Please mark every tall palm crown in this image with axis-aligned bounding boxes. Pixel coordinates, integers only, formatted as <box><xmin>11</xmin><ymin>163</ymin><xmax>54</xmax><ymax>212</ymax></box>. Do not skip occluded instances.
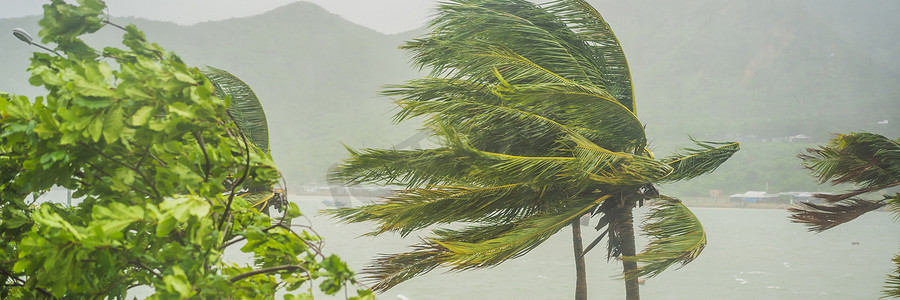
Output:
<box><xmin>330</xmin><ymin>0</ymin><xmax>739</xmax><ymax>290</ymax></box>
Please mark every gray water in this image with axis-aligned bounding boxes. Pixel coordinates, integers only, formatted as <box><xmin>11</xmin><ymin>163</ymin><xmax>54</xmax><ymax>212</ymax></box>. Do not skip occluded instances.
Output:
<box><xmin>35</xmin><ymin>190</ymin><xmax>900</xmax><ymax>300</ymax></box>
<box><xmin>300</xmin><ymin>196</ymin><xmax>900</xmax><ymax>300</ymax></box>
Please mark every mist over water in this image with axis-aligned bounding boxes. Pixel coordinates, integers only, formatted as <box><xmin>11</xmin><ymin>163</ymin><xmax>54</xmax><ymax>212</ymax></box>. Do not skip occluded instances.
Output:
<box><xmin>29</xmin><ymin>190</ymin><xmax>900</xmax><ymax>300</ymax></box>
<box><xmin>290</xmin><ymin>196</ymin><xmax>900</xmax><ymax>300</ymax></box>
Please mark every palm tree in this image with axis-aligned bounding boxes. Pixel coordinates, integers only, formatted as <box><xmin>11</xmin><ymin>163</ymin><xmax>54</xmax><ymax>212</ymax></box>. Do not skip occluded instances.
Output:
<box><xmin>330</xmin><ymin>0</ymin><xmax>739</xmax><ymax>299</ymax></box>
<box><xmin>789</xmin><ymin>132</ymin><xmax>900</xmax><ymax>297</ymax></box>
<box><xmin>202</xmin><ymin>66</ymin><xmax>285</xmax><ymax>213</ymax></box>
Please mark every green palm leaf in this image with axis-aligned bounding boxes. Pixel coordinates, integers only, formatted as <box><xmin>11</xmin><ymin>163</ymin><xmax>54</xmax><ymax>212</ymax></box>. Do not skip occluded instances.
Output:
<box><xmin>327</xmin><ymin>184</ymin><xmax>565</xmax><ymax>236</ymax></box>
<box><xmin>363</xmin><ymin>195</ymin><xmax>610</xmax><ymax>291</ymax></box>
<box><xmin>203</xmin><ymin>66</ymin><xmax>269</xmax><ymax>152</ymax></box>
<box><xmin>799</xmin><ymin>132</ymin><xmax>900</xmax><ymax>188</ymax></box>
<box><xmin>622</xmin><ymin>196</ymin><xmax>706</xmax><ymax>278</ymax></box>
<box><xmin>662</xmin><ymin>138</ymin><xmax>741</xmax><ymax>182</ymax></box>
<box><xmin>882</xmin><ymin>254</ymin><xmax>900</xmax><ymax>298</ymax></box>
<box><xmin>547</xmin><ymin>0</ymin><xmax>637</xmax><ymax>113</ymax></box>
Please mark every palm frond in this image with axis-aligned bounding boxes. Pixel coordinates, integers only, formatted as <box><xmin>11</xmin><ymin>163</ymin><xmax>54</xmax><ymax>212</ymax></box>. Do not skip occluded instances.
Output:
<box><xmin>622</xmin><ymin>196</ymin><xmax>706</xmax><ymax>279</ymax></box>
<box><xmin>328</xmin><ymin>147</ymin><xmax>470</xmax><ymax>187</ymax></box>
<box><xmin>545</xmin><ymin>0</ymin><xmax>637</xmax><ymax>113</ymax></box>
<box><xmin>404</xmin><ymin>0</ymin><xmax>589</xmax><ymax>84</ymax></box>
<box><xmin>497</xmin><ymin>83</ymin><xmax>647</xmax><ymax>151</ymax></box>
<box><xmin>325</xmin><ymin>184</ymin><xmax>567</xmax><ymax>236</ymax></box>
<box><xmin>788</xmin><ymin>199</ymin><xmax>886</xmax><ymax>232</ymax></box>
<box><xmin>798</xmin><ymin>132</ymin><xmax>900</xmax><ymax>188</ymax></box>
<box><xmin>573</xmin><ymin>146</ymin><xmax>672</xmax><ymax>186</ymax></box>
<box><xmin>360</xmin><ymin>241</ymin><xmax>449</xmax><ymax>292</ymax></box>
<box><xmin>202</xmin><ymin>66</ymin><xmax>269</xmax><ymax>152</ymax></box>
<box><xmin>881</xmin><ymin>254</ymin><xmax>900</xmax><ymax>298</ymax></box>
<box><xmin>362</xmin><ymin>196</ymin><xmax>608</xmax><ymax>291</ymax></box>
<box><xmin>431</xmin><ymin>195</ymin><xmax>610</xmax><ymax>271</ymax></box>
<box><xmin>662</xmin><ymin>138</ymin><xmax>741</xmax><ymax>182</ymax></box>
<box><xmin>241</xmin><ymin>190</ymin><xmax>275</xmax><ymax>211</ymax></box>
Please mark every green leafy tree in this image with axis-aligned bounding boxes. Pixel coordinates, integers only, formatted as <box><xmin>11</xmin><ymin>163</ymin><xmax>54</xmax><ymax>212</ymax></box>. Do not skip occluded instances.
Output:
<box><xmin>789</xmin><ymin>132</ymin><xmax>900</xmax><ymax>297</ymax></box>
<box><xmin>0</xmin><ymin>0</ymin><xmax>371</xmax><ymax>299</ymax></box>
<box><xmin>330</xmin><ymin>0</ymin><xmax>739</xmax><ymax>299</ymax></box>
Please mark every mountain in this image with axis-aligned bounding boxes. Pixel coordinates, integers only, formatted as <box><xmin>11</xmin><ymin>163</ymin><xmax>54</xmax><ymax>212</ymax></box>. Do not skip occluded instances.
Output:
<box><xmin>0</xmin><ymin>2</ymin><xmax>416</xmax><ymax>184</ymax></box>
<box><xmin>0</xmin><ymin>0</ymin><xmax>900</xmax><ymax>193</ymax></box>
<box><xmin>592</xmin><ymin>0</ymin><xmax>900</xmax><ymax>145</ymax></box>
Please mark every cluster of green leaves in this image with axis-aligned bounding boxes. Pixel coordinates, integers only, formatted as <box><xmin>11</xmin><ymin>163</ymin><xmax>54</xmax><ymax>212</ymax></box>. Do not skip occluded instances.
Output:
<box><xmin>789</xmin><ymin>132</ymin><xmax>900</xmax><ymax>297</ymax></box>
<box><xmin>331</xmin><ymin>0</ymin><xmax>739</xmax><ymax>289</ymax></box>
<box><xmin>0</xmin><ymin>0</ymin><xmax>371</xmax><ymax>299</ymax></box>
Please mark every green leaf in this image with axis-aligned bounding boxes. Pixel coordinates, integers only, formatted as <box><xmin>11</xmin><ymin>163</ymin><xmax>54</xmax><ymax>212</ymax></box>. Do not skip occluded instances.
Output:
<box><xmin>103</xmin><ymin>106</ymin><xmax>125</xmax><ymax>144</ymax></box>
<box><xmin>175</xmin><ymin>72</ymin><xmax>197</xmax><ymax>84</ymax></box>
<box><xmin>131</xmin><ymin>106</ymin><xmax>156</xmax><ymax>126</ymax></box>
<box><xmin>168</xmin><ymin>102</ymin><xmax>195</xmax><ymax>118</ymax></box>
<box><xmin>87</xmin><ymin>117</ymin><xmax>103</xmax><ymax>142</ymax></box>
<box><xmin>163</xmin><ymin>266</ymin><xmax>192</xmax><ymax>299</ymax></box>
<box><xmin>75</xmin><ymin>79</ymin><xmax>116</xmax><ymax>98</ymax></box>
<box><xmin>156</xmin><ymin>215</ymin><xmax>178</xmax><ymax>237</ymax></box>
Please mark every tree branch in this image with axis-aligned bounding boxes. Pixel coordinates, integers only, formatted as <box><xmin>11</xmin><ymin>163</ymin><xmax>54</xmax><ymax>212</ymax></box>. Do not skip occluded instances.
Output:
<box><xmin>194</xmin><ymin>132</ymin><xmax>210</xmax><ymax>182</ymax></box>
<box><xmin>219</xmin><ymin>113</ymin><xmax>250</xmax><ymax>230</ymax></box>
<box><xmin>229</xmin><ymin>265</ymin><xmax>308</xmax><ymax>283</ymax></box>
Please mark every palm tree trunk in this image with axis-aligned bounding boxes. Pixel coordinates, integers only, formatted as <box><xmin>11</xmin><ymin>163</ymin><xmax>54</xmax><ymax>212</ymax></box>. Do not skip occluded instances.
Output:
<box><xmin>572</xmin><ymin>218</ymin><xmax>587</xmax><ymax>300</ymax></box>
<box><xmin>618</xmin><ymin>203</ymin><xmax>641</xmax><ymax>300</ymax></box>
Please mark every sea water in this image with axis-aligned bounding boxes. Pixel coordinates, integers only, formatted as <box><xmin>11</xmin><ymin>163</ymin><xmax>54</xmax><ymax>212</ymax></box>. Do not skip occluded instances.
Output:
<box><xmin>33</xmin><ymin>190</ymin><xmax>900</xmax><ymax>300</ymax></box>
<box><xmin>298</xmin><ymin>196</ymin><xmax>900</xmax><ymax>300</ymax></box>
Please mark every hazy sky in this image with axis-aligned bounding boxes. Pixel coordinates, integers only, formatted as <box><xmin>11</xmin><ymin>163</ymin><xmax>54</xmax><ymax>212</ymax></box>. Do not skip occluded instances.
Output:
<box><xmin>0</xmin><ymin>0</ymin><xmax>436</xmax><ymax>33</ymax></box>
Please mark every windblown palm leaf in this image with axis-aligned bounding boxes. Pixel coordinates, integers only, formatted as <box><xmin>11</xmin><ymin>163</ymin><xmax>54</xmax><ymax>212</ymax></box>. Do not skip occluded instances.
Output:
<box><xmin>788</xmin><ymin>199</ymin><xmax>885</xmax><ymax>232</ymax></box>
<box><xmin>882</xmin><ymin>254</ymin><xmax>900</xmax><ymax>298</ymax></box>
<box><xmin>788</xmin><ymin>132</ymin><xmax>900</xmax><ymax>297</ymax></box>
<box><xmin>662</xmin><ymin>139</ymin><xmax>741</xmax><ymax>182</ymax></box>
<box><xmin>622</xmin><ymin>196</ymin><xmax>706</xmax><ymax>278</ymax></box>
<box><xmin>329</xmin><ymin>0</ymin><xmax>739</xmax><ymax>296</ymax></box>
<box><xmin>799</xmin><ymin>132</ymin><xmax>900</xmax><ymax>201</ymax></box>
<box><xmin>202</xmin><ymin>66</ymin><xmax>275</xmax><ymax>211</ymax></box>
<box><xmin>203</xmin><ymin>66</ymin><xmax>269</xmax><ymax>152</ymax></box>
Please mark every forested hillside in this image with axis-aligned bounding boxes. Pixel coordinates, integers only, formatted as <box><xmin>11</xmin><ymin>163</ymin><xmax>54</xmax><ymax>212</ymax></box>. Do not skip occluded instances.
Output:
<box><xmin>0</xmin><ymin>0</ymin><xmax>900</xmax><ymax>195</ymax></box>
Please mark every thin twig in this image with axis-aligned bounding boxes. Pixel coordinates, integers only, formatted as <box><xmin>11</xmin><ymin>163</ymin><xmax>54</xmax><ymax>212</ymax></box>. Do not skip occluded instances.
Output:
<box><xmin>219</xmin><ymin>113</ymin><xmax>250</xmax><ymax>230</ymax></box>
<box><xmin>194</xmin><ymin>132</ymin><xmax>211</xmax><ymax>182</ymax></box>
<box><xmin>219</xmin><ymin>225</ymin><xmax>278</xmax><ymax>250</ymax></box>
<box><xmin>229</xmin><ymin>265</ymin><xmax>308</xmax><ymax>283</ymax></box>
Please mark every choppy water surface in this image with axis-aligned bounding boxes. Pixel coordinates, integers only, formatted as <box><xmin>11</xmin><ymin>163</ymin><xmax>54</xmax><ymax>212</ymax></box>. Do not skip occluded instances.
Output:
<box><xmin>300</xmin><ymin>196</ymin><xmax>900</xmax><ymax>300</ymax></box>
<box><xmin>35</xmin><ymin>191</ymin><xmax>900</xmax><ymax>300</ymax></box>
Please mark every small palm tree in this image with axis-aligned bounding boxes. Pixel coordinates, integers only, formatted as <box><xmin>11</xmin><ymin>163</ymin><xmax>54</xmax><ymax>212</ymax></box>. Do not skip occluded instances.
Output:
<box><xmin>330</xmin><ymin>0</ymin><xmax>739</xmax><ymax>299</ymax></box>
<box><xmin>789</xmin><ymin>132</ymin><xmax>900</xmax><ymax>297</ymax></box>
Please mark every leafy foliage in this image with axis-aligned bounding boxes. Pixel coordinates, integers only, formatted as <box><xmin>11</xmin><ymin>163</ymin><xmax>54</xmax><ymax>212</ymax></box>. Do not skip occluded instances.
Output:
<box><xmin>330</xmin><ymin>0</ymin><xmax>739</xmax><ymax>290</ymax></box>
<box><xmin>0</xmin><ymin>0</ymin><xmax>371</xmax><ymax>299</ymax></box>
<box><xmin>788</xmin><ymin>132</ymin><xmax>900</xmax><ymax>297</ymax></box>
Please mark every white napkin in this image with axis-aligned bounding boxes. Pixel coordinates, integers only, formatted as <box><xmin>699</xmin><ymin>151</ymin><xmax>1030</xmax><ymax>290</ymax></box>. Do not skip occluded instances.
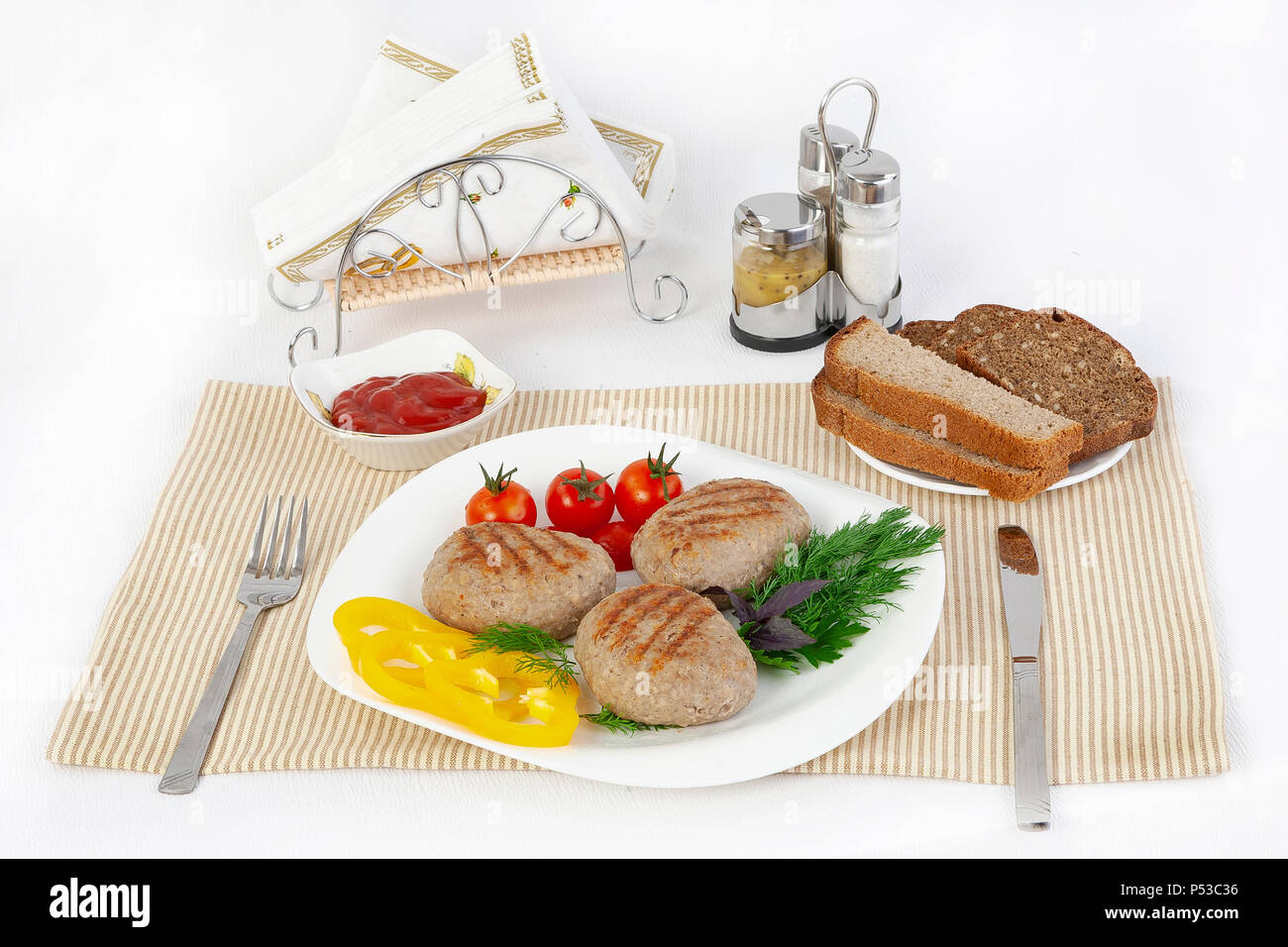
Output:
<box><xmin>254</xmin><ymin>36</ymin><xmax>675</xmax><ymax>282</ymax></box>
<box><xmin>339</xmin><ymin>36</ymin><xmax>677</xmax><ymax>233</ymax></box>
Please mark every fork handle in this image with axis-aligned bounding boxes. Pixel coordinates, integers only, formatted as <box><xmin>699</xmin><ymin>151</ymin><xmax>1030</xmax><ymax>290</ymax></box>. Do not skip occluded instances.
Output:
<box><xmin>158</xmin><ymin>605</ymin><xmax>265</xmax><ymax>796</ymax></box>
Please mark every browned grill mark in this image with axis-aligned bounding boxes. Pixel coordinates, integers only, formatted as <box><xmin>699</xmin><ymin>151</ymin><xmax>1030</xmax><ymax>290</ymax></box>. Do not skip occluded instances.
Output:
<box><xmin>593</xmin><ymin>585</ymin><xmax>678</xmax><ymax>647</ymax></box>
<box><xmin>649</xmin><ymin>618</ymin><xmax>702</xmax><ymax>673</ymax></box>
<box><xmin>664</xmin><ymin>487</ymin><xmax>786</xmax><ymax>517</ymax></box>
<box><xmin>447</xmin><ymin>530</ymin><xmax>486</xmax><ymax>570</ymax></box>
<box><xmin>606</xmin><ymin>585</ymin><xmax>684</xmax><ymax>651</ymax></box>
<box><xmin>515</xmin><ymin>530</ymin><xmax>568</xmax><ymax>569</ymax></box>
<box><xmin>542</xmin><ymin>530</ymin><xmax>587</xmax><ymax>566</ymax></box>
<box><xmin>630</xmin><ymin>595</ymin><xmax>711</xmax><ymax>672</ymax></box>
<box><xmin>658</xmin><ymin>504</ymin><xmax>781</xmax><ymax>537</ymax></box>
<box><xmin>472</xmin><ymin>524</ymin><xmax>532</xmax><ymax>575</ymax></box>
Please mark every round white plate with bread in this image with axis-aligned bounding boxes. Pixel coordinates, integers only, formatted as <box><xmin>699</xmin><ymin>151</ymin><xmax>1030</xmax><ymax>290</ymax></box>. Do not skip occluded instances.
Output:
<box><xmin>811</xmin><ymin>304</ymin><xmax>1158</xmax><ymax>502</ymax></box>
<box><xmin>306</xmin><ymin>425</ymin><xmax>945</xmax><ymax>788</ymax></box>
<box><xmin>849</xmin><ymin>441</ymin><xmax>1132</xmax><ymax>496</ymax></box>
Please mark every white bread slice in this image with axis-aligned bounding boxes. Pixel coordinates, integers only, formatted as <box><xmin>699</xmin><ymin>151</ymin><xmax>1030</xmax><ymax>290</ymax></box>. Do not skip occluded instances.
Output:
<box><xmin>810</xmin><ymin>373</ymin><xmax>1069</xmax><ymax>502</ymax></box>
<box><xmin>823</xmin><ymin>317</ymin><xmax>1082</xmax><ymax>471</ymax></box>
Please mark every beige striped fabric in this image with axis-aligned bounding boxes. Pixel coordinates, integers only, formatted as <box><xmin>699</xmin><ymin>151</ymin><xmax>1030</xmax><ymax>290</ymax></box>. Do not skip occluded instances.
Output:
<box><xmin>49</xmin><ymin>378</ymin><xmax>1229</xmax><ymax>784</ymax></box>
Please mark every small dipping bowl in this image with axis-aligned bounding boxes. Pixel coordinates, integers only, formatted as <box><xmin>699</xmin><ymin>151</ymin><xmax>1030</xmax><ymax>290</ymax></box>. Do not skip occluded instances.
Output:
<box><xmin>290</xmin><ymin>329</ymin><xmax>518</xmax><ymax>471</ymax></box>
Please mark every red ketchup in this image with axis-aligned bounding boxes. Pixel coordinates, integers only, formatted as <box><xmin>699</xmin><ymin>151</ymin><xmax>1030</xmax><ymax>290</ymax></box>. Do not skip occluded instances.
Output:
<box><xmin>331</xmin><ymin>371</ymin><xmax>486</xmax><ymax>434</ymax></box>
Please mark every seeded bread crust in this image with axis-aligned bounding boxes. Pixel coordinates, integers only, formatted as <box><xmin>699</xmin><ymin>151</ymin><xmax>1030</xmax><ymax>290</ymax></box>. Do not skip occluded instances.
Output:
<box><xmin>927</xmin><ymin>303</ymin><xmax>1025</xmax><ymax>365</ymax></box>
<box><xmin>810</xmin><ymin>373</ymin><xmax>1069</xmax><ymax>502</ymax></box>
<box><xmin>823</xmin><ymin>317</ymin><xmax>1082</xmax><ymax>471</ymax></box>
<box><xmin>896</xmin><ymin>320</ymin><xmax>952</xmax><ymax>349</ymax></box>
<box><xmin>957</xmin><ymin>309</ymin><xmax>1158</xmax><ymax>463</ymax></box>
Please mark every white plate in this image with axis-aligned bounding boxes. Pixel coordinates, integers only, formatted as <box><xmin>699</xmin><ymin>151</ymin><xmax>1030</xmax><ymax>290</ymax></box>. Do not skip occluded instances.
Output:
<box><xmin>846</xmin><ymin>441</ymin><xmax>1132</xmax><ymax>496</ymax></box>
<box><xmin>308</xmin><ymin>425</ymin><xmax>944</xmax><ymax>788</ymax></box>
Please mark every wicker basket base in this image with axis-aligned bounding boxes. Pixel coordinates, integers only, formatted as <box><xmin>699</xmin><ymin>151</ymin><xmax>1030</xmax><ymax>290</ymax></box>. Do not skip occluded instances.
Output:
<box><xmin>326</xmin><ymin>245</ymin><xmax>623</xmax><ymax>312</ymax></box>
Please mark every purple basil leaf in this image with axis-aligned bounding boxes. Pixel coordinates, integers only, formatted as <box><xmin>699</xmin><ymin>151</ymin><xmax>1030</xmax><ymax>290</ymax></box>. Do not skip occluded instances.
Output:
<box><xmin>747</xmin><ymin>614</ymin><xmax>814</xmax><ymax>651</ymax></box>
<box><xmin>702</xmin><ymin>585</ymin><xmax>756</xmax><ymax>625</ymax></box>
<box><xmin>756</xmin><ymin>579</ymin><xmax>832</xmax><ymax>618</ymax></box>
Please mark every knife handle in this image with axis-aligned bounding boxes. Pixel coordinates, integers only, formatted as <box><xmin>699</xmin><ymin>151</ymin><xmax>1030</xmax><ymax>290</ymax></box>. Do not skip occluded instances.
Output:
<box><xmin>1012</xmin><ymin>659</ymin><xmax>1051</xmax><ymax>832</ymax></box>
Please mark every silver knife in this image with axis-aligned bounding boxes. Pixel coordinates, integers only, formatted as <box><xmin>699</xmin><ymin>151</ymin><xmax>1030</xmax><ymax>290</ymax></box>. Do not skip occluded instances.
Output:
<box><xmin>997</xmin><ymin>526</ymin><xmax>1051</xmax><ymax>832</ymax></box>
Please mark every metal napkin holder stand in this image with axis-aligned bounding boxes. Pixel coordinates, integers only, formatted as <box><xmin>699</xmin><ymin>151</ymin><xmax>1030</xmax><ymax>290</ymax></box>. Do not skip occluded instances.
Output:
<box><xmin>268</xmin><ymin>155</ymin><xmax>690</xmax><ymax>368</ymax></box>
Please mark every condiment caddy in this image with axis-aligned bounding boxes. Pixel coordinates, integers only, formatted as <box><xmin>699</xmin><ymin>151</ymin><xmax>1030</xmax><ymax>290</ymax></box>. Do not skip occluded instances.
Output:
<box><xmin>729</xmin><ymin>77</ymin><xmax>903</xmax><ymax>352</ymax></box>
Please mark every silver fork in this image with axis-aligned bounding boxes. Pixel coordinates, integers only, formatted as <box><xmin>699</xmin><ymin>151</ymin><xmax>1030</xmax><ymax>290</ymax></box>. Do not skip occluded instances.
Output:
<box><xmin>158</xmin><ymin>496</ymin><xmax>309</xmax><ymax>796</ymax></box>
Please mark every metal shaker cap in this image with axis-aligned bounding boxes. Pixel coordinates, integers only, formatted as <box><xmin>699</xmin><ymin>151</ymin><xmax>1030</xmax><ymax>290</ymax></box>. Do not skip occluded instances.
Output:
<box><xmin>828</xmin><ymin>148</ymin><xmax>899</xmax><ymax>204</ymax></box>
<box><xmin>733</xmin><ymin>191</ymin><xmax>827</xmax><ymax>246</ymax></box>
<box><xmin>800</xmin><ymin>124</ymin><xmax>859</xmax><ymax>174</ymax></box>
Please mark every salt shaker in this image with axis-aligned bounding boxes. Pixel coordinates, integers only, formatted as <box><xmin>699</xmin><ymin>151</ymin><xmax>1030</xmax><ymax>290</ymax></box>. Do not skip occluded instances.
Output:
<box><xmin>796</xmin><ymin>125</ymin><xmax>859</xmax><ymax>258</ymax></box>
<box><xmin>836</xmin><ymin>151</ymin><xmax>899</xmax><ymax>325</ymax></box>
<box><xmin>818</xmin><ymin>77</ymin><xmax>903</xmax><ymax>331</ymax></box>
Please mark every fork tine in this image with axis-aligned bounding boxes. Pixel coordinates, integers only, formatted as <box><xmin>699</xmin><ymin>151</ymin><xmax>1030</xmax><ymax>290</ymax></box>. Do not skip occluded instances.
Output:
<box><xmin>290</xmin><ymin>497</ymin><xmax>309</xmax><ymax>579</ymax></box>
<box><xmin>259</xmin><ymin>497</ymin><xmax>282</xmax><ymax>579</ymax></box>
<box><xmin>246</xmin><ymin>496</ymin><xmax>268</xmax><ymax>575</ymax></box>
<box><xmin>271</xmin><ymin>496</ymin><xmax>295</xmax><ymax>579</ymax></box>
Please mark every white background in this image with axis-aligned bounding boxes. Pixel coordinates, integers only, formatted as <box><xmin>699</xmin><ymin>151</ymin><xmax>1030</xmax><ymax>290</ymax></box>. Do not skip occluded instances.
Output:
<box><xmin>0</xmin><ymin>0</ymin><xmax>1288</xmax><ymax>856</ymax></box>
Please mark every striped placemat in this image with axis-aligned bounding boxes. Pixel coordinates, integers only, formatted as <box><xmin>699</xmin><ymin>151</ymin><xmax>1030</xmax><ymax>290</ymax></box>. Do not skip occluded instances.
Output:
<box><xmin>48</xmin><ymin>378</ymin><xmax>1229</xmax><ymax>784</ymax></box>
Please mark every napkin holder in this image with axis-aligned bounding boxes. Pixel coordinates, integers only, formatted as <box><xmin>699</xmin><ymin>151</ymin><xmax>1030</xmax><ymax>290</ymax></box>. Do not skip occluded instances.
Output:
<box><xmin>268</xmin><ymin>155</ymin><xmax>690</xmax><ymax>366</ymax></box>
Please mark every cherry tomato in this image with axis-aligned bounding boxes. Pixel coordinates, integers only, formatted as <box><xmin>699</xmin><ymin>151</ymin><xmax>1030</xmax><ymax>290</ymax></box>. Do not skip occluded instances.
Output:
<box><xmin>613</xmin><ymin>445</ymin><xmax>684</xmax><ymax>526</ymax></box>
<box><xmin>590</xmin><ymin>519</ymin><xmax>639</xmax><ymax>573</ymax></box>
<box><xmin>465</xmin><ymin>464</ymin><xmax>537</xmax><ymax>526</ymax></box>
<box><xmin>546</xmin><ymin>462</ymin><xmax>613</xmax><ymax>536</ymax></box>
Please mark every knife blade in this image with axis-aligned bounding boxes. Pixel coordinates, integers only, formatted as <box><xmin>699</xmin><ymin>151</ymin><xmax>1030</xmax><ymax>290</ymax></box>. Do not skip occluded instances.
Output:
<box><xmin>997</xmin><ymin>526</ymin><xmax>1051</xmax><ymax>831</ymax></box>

▶ [Your task]
Please pick out and copy every line of the entries above that contains the string "shaker". Case counts.

▶ [Right answer]
Please mark every metal shaker cap in this image with axis-aligned bounding boxes. Pixel coordinates, integers only, formatted as <box><xmin>699</xmin><ymin>151</ymin><xmax>1030</xmax><ymax>290</ymax></box>. Do not skip occluded instances.
Please mark every salt shaker in this image with axis-aligned bounding boxes. Pixel coordinates, integers only, formatted as <box><xmin>699</xmin><ymin>151</ymin><xmax>1030</xmax><ymax>290</ymax></box>. Do not skip occluded instances.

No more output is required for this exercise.